Directions for this task: Set every entry down again exactly, omitting none.

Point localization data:

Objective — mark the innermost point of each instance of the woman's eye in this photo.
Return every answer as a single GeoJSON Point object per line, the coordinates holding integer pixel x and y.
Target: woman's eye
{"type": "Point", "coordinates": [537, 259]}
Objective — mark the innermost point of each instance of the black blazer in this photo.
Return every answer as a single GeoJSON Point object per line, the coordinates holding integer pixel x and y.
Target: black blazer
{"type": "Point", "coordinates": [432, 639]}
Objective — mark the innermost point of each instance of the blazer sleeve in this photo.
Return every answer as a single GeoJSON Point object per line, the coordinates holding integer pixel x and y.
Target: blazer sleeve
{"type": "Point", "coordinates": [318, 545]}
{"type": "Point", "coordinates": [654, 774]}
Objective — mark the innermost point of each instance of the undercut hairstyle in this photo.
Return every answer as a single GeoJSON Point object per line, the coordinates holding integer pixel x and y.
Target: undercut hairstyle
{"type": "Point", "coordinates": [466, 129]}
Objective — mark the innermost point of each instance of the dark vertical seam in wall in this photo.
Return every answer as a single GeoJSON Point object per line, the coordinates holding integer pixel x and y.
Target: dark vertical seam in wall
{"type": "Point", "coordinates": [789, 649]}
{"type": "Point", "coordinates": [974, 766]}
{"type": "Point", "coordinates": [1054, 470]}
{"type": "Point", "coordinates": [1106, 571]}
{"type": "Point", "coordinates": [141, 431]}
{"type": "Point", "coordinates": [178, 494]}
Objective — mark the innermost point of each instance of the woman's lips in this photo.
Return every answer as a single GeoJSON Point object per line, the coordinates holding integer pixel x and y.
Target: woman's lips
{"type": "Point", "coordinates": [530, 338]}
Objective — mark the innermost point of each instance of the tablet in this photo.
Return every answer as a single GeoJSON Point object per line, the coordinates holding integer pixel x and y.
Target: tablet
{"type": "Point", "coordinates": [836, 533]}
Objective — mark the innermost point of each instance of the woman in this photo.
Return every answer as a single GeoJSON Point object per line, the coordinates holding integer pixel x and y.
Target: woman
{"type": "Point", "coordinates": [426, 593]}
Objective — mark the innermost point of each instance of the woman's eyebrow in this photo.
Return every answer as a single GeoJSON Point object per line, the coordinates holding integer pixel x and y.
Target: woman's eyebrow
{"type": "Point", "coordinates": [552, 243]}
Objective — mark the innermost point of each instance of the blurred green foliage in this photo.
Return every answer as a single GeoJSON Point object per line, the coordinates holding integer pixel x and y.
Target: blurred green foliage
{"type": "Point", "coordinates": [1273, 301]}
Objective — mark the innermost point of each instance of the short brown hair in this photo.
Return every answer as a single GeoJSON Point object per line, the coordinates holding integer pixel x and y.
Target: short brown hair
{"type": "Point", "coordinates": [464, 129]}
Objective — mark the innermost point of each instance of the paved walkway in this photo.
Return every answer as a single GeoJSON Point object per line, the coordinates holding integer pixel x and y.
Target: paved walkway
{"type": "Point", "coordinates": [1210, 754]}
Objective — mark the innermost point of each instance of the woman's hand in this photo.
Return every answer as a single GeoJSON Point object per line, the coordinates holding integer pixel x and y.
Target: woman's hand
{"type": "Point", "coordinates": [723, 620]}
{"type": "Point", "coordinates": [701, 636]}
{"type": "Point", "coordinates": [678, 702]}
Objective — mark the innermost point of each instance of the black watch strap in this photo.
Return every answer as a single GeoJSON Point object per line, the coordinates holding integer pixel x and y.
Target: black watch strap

Solution for this task:
Objective — mark the innermost point of each instance of the woman's eye in this photo.
Return every answer as a single GeoJSON Point object per line, the coordinates holding integer pixel x and y.
Target: woman's eye
{"type": "Point", "coordinates": [537, 259]}
Objective — mark the innermost point of each instance of the black blazer in this photo.
Return every answer as a single GeoJSON Point object per line, the coordinates holding integer pixel x and y.
Target: black blazer
{"type": "Point", "coordinates": [432, 639]}
Objective — mark the innermost point of each instance of the blazer sleeve in this photo.
Return every answer as a single GeoJSON Point object per line, the coordinates holding integer pixel x and y.
Target: blazer sleeve
{"type": "Point", "coordinates": [318, 545]}
{"type": "Point", "coordinates": [654, 774]}
Objective — mark the innermost point of each instance of the undercut hairstyle in this photo.
Return every answer as a single GeoJSON Point object per line, the coordinates holding integer pixel x and y.
Target: undercut hairstyle
{"type": "Point", "coordinates": [466, 129]}
Objective — mark the innermost point of each instance of the dark vertical seam in wall in this photo.
Return every answer as a single GeoJSON Point object per line, the coordinates holding integer pixel x and y.
Target: dark vertical seam in wall
{"type": "Point", "coordinates": [789, 649]}
{"type": "Point", "coordinates": [974, 766]}
{"type": "Point", "coordinates": [1054, 470]}
{"type": "Point", "coordinates": [1106, 571]}
{"type": "Point", "coordinates": [141, 431]}
{"type": "Point", "coordinates": [178, 494]}
Objective — mark the innermost point of each instance of the woman's lips in this photo.
Return every answer as a single GeoJSON Point object per line, the coordinates holding integer pixel x and y.
Target: woman's lips
{"type": "Point", "coordinates": [530, 338]}
Objective — mark the innermost point of each instance of the tablet in this photo.
Return every answer as a single GeoJSON Point object per line, the coordinates holding integer pixel x and y.
Target: tablet
{"type": "Point", "coordinates": [836, 533]}
Objective — mark the innermost point of each instance of the woman in this photo.
Return every answer as a single GeoJSON Point object per line, the coordinates holding integer pixel x and y.
Target: woman
{"type": "Point", "coordinates": [426, 593]}
Objective — mark the innermost point of each instance of the woman's eyebrow in this photo.
Return every answer as a single GeoJSON Point object per line, the coordinates holding integer pixel x and y.
Target: woman's eyebrow
{"type": "Point", "coordinates": [552, 243]}
Objective — mark the innermost point of each instance of the blurred green foliage in this photo.
Return every answer as a single GeoJSON Point object per line, the coordinates holding integer pixel x and y.
Target: blurred green foliage
{"type": "Point", "coordinates": [1273, 301]}
Objective — mark the innermost point of each instance of the short brown hair in this photo.
Return every answer as a single GeoJSON Point object per line, the coordinates holding integer pixel x and y.
Target: short brown hair
{"type": "Point", "coordinates": [464, 129]}
Objective — mark the innermost point of each instance of the paved walkway in this photo.
Return every answer as a single GeoJSON Point object per line, the coordinates holding integer pixel x and y.
Target: paved walkway
{"type": "Point", "coordinates": [1210, 754]}
Objective — mark the innermost point of each instance of the woman's hand in this photo.
Return every answer as a single GeoJSON Point object per line, the coordinates holding integer pixel x and y.
Target: woman's hand
{"type": "Point", "coordinates": [723, 620]}
{"type": "Point", "coordinates": [701, 636]}
{"type": "Point", "coordinates": [678, 702]}
Objective — mark the innermost point of each instance of the black watch strap in this photo.
Return every answer as a single GeoJSON Point object per line, the coordinates holding integer pixel x and y.
Target: black watch strap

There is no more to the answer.